EXERCISE DIRECTIONS —
Each line of the entries that mentions the string "tree" needs to be reported.

THE DATA —
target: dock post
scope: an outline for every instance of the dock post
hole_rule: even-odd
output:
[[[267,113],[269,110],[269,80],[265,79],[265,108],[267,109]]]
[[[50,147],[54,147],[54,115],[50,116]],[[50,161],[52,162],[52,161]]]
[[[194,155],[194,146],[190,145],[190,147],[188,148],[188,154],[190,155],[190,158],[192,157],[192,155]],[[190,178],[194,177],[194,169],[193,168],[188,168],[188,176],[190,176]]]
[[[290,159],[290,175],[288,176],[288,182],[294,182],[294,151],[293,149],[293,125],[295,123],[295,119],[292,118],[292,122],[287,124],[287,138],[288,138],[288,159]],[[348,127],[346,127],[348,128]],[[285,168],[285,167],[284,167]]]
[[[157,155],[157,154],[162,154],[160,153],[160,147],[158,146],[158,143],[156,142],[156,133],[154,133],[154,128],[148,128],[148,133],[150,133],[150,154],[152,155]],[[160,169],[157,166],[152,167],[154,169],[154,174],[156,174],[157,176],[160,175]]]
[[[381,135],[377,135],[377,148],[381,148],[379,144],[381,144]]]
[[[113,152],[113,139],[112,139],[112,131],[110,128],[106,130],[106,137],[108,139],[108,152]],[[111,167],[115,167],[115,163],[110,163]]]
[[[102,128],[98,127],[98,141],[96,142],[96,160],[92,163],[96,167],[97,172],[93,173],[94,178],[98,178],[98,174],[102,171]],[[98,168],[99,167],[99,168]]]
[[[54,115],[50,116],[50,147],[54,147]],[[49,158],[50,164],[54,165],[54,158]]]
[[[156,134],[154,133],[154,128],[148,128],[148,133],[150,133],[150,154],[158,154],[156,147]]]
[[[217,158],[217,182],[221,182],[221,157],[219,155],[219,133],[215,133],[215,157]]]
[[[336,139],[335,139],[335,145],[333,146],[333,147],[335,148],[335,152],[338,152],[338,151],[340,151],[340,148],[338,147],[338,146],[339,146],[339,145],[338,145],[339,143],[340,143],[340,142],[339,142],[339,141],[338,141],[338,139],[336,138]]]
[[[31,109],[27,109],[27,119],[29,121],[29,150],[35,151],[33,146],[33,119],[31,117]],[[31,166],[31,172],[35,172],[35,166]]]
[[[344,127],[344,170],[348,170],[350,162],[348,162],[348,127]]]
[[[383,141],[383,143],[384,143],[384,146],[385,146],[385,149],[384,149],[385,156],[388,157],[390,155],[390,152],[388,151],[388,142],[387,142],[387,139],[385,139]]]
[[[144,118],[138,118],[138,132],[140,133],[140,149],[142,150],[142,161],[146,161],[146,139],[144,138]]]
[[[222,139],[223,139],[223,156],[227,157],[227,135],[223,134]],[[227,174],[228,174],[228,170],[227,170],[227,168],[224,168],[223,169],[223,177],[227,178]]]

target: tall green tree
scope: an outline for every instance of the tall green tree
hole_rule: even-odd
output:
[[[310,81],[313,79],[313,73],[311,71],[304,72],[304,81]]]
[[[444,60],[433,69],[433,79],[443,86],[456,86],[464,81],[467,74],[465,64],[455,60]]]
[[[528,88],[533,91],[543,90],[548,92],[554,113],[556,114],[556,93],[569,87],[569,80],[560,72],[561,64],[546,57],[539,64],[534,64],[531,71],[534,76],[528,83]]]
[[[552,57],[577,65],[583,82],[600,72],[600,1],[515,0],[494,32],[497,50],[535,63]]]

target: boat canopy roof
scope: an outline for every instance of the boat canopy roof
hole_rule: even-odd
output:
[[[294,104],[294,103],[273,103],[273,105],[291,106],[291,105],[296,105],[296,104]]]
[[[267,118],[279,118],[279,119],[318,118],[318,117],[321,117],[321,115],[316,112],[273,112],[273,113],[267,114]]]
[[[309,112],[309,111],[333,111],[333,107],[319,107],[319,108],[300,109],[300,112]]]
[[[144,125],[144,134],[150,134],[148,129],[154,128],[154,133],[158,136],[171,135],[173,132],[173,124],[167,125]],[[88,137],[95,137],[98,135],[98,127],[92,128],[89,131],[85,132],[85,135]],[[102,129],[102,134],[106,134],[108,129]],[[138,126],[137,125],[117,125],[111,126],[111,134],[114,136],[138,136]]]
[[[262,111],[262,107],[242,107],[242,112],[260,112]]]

---

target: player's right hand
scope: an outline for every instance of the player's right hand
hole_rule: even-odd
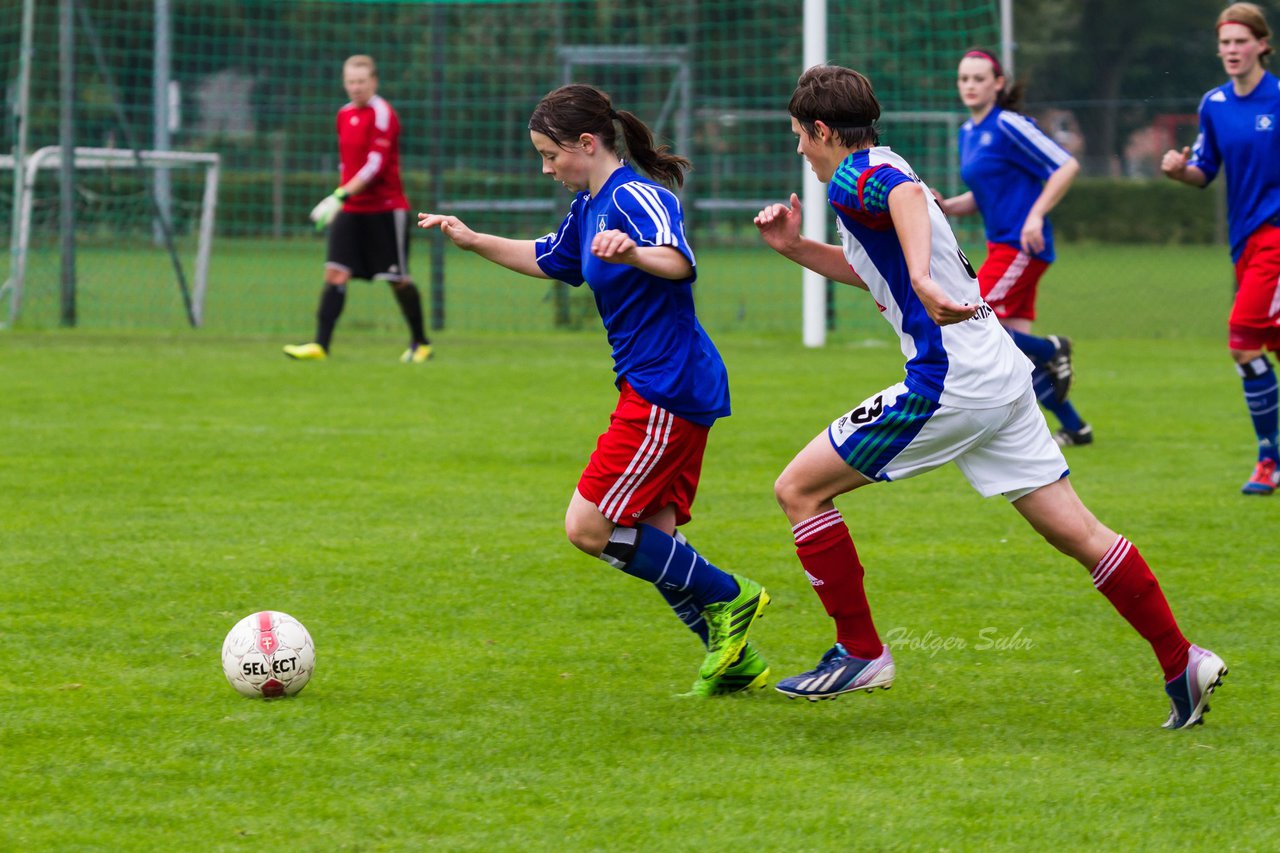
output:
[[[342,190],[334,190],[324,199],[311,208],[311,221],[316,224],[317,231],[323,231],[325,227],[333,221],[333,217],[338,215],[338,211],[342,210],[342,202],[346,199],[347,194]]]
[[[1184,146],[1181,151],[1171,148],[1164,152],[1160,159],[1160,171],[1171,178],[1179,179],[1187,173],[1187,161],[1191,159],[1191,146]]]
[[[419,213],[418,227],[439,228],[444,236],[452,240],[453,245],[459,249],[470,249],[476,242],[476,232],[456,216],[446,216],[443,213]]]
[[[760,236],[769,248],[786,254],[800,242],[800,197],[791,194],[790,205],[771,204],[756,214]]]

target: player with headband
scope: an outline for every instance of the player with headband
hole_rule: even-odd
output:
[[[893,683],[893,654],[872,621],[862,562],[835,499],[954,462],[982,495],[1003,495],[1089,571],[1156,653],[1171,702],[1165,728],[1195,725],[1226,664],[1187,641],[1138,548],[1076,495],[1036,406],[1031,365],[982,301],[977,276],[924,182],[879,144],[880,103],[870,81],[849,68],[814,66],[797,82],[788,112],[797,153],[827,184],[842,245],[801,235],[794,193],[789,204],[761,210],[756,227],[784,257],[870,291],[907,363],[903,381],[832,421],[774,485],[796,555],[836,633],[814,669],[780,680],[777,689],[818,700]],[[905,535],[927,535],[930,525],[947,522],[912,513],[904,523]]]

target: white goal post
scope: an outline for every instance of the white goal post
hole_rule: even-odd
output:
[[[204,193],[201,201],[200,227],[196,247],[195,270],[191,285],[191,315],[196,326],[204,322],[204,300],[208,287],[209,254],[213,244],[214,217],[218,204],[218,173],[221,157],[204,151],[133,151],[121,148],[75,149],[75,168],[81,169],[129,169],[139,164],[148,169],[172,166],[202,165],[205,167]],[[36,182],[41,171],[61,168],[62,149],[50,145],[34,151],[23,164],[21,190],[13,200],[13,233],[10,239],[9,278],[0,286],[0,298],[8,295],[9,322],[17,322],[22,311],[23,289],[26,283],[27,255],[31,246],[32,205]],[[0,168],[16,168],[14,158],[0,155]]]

RESPONSE —
target: tall green tree
scope: an outline for every instance of the tall green tree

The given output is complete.